* _Activity_
Write out the entries, please, from the line containing "Where can you find the extended" through their final line, exactly and with nothing else.

* _Available records_
Content starts
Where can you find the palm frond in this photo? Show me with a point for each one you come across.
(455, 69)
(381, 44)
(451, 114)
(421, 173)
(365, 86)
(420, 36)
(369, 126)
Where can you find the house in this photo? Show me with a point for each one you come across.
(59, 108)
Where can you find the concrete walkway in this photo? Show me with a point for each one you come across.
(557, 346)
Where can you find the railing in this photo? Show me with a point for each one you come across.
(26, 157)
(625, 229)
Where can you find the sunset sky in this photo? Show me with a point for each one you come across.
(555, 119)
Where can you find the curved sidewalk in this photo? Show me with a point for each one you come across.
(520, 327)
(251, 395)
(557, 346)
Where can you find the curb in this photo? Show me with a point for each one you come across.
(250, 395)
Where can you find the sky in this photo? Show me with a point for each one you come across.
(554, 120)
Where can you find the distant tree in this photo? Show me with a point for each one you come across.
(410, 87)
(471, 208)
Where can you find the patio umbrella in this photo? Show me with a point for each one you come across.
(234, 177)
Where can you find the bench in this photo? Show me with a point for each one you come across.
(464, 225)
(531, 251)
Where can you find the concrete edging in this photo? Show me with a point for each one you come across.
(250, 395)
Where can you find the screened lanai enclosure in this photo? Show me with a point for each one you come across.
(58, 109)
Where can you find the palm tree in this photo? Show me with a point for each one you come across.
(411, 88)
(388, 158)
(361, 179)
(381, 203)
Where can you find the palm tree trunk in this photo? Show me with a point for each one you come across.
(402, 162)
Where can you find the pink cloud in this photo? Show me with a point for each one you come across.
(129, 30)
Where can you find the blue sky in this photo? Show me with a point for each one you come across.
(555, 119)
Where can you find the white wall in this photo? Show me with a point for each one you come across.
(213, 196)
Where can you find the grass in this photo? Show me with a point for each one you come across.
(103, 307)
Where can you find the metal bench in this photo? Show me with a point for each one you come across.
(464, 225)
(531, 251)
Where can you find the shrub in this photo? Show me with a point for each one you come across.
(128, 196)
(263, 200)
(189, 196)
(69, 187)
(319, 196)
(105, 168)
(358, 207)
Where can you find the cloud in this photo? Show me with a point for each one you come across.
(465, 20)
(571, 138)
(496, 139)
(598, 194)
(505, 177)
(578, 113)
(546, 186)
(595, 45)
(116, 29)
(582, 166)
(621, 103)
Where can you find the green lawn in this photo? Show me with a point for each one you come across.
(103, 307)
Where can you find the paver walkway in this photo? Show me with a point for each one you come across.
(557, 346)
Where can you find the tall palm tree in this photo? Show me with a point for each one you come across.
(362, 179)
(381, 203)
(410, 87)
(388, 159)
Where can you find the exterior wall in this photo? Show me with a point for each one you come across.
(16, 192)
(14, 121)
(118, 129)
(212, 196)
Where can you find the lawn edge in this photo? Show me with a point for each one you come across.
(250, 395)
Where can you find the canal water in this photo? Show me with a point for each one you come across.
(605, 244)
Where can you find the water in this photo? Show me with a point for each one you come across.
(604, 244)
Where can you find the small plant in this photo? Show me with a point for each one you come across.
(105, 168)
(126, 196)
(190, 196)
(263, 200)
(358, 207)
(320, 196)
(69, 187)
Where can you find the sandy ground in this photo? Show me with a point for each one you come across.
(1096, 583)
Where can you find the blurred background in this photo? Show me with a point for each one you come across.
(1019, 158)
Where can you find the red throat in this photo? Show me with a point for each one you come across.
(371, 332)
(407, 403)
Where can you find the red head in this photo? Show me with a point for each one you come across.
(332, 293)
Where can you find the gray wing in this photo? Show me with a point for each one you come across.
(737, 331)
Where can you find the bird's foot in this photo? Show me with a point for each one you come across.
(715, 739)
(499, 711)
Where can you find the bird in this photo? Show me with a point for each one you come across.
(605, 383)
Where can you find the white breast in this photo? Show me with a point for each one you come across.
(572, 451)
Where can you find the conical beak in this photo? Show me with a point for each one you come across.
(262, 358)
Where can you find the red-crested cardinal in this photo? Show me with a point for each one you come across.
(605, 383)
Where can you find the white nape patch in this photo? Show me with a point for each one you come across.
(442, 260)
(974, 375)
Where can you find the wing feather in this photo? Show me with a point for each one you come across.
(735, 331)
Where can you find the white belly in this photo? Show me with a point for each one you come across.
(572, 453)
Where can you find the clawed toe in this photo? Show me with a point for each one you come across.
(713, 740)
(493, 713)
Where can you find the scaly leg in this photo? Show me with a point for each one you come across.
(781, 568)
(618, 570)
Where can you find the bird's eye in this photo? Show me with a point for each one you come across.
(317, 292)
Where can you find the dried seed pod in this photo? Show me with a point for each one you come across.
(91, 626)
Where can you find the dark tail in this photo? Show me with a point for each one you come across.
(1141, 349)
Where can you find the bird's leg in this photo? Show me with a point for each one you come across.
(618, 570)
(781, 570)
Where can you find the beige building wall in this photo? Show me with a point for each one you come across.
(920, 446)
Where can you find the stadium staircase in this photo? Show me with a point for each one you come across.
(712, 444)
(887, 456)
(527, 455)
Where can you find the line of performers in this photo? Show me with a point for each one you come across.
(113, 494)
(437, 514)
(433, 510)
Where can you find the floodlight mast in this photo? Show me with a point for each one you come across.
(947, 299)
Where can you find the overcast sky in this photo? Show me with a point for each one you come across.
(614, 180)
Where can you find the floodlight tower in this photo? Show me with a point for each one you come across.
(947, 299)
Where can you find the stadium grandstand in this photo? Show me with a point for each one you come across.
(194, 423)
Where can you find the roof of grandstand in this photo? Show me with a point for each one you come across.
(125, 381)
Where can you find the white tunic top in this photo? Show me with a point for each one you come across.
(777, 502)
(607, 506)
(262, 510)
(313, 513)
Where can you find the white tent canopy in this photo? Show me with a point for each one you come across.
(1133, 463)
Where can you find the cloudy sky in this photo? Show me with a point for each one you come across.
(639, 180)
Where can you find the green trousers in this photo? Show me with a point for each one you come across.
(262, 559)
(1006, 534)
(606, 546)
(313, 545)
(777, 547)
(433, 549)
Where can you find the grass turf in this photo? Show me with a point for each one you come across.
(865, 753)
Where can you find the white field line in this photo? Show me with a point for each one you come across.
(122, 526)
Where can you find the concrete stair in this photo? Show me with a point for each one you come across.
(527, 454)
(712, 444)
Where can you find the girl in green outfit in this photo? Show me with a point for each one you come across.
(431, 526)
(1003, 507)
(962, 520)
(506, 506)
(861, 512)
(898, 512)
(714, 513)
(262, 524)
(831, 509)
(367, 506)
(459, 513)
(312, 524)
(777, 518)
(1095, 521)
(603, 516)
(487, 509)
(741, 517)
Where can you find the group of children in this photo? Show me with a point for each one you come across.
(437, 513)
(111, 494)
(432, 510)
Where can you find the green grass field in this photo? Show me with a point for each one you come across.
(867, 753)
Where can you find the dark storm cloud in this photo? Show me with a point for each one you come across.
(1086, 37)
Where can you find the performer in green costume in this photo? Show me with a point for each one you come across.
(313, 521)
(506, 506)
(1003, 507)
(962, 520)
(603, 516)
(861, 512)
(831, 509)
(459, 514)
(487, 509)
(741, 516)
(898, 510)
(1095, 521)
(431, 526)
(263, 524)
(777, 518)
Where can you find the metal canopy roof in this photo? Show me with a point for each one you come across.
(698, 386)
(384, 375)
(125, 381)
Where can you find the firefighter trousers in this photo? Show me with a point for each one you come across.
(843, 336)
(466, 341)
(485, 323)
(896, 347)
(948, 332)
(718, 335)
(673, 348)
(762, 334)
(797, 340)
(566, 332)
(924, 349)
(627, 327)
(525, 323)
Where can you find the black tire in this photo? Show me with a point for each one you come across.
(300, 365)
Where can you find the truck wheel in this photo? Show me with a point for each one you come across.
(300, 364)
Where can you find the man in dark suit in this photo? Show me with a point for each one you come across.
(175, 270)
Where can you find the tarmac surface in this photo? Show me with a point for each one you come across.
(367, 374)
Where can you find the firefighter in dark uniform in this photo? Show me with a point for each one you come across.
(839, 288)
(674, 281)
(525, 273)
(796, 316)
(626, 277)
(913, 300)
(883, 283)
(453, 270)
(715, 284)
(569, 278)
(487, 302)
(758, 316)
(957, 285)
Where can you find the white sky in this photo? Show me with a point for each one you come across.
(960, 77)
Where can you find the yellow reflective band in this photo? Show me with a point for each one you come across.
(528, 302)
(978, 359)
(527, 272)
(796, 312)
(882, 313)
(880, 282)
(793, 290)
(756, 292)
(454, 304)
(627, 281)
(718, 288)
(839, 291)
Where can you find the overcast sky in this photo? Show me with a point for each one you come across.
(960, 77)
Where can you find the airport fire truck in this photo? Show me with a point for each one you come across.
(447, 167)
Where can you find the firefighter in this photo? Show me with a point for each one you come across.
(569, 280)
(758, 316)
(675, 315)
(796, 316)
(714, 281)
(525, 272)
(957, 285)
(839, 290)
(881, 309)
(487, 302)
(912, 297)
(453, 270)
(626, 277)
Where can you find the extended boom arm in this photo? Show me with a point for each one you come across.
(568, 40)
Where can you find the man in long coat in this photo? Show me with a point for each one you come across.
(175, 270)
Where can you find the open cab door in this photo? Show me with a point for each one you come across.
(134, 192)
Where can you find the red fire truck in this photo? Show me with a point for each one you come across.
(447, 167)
Content ends
* _Answer area_
Where can you find the extended boom arm in this photo? Show me with a point for each one you come across.
(568, 40)
Where can you find the man in long coat in this photo? Show me with a point for each one you come across.
(175, 270)
Where can you find the open cab door in this photo? Show me with a point for each one you come across.
(134, 192)
Where can you find the red fire truck in this photo? Show me with a point for each one you come across.
(447, 167)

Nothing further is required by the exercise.